Radio ZET ujawnia kulisy spotkania z Elżbietą Witek. "Znała niepublikowane informacje"

Radio ZET ujawniło we wtorek nowe fakty dotyczące okoliczności pobytu w szpitalu męża marszałkini Sejmu Elżbiety Witek i zawiadomienia do prokuratury, które wpłynęło od rodziny zmarłej pacjentki. Jak podali dziennikarze, Elżbieta Witek znała imię i nazwisko osoby, która złożyła zawiadomienie. Ostatecznie prokuratura odmówiła wszczęcia śledztwa.

* Zadania do wykonania *
1) Wypisz wszystkie nazwy własne, które pojawiają się w tekście o kulisach spotkania z Elżbietą Witek. Podaj je w mianowniku.
2) Jaką decyzję ostatecznie podjęła prokuratura według tekstu o kulisach spotkania z Elżbietą Witek?
3) Podejmij tekst o kulisach spotkania z Elżbietą Witek i napisz jego ciąg dalszy, zaczynając po ostatnim zdaniu.

* Podane informacje *
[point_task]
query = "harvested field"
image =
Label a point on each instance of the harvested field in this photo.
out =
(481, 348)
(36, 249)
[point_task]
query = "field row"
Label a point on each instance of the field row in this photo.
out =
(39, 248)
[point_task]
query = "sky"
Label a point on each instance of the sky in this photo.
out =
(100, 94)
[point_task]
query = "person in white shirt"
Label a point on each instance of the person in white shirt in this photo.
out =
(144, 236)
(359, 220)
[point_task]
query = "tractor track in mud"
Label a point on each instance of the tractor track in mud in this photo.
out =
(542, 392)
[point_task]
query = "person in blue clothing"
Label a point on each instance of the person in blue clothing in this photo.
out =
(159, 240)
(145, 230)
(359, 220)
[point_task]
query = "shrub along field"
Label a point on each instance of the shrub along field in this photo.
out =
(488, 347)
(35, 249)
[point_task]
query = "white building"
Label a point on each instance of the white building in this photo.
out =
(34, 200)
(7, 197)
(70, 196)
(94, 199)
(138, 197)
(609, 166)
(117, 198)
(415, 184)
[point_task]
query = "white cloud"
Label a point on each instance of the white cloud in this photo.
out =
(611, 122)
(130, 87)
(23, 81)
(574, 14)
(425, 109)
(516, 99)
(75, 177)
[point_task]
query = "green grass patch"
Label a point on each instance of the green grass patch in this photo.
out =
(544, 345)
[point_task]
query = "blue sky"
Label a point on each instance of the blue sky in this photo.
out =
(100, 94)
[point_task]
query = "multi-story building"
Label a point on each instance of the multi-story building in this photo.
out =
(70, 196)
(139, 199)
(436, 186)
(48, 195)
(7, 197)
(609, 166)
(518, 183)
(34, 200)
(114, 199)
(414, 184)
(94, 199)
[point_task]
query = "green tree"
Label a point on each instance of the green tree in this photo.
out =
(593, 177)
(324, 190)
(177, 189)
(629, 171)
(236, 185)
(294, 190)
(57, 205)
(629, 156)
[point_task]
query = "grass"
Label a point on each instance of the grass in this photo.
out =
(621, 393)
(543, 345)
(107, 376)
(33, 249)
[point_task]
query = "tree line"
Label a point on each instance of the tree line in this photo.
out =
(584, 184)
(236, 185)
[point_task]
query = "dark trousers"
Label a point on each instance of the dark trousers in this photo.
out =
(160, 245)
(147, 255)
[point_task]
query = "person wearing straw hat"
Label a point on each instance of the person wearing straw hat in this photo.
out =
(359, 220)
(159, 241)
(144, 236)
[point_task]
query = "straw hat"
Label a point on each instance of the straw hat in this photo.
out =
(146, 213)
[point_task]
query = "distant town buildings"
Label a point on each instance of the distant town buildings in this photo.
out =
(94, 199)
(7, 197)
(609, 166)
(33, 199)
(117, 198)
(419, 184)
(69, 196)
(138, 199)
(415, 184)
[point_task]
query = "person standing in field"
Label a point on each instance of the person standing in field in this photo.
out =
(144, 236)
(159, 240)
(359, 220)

* Udzielone odpowiedzi *
1) Radio ZET, Elżbieta Witek, Sejm

2) Prokuratura odmówiła wszczęcia śledztwa.

3)
Radio ZET podało we wtorek, że w trakcie przeprowadzonej 6 kwietnia rozmowy dziennikarzy z Elżbietą Witek, marszałkini "nie raz wymieniła nazwisko osoby składającej zawiadomienie do prokuratury, dotyczące śmierci pacjentki, która przez 8 dni nie mogła trafić na OIOM legnickiego szpitala". "Marszałek stwierdziła, że to osoba, która składa donosy. Elżbieta Witek znała też niepublikowane wcześniej informacje na temat wcześniejszych wydarzeń z udziałem tej osoby, które miały miejsce w szpitalu. Nie znamy formalnego trybu, w jakim Marszałek mogła wejść w posiadanie informacji o personaliach osoby, która złożyła zawiadomienie do prokuratury" - wskazuje Radio ZET. Prokuratura Okręgowa w Legnicy zaznacza, że nie informowała Prokuratury Krajowej w Warszawie o prowadzonym postępowaniu. Radio ZET do tej pory nie otrzymało od Elżbiety Witek i Prokuratury Okręgowej w Legnicy odpowiedzi na pytanie, skąd marszałkini miała informację na temat osoby składającej zawiadomienie do prokuratury.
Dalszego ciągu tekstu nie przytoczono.